** Start Provided text **

From previous class notes, the BFA framework includes the following: 

$$ y = ax + \nu $$$ 
$$$ P(x) = \prod_{t=1}^{T} \mathcal{N}\left(x_{t} | 0, I\right) $$$
$$$ P(\nu) = \prod_{t=1}^{T} \mathcal{N}\left(\nu_{t} | 0, \Lambda\right) $$$
$$$ P(A) = \prod_{T_j} P(A_{ij} | 0, \alpha_{ij}) $$

where $\Lambda$ is the noise precision.

If all variations in the data come from our latent variables, not A, we can simplify $P(A)$ to $P(A) = \delta(A-\hat{A})$. Then the unkowns we have are $A$, $x$, and $\Lambda$, and $\Lambda$ is a diagonal noise matrix, making our problem a <em>"heteroscedastic noise model"</em>. We aim to compute $p(x|y)$.

For expectation-maximization, we want to 
 - 1) Compute $P(x|y)$
 - 2) Compute $\mathbb{E} P(x|y) [log P(y,x)]$
 - 3) Maximize $\mathbb{E} P(x|y) [log P(y,x)]$
 
For step 1 - We know $log P(x|y) = log P(y|x) + log P(x) + constant$, and if we expand this equation out we can find $\bar{x}$ and $\Gamma$, which comes from the first and second order derivatives of $L$ respectively.

** End Provided text **

Set task A
Extract the notes on the BFA framework above in full, reproducing every character without change.

** Start Input for this task **

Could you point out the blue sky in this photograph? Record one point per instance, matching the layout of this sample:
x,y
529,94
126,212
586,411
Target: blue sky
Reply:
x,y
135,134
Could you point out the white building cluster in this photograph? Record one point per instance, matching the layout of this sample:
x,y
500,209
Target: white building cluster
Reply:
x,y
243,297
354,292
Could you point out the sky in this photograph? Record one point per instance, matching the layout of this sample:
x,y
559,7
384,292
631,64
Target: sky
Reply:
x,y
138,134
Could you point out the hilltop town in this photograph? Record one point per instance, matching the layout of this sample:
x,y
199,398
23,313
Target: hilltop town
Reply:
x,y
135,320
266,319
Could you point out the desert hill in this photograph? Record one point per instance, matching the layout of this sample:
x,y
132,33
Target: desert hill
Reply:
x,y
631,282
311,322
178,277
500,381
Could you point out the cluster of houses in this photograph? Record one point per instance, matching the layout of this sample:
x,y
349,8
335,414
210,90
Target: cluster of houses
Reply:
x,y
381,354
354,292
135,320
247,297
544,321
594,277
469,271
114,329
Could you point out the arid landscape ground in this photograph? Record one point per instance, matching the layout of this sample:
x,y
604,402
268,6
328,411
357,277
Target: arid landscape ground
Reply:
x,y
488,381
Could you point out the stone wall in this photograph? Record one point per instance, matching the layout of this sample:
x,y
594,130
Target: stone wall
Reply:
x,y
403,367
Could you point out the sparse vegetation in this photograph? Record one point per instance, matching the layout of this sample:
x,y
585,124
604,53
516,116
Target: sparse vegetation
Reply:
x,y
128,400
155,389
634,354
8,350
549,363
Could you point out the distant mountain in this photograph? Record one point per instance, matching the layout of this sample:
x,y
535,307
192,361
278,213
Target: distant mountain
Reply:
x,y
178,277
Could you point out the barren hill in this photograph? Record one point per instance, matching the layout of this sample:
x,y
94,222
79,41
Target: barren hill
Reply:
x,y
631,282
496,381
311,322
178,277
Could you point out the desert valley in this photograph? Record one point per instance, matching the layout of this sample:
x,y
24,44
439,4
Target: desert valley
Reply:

** End Input for this task **

Set task B
Copy everything in the records from the line containing "Could you point out the desert valley" down through the final line of the records, both ends included, without any changes.

Task output A
From previous class notes, the BFA framework includes the following: 

$$ y = ax + \nu $$$ 
$$$ P(x) = \prod_{t=1}^{T} \mathcal{N}\left(x_{t} | 0, I\right) $$$
$$$ P(\nu) = \prod_{t=1}^{T} \mathcal{N}\left(\nu_{t} | 0, \Lambda\right) $$$
$$$ P(A) = \prod_{T_j} P(A_{ij} | 0, \alpha_{ij}) $$

where $\Lambda$ is the noise precision.

If all variations in the data come from our latent variables, not A, we can simplify $P(A)$ to $P(A) = \delta(A-\hat{A})$. Then the unkowns we have are $A$, $x$, and $\Lambda$, and $\Lambda$ is a diagonal noise matrix, making our problem a <em>"heteroscedastic noise model"</em>. We aim to compute $p(x|y)$.

For expectation-maximization, we want to 
 - 1) Compute $P(x|y)$
 - 2) Compute $\mathbb{E} P(x|y) [log P(y,x)]$
 - 3) Maximize $\mathbb{E} P(x|y) [log P(y,x)]$
 
For step 1 - We know $log P(x|y) = log P(y|x) + log P(x) + constant$, and if we expand this equation out we can find $\bar{x}$ and $\Gamma$, which comes from the first and second order derivatives of $L$ respectively.

Task output B
Could you point out the desert valley in this photograph? Record one point per instance, matching the layout of this sample:
x,y
24,44
439,4
Target: desert valley
Reply:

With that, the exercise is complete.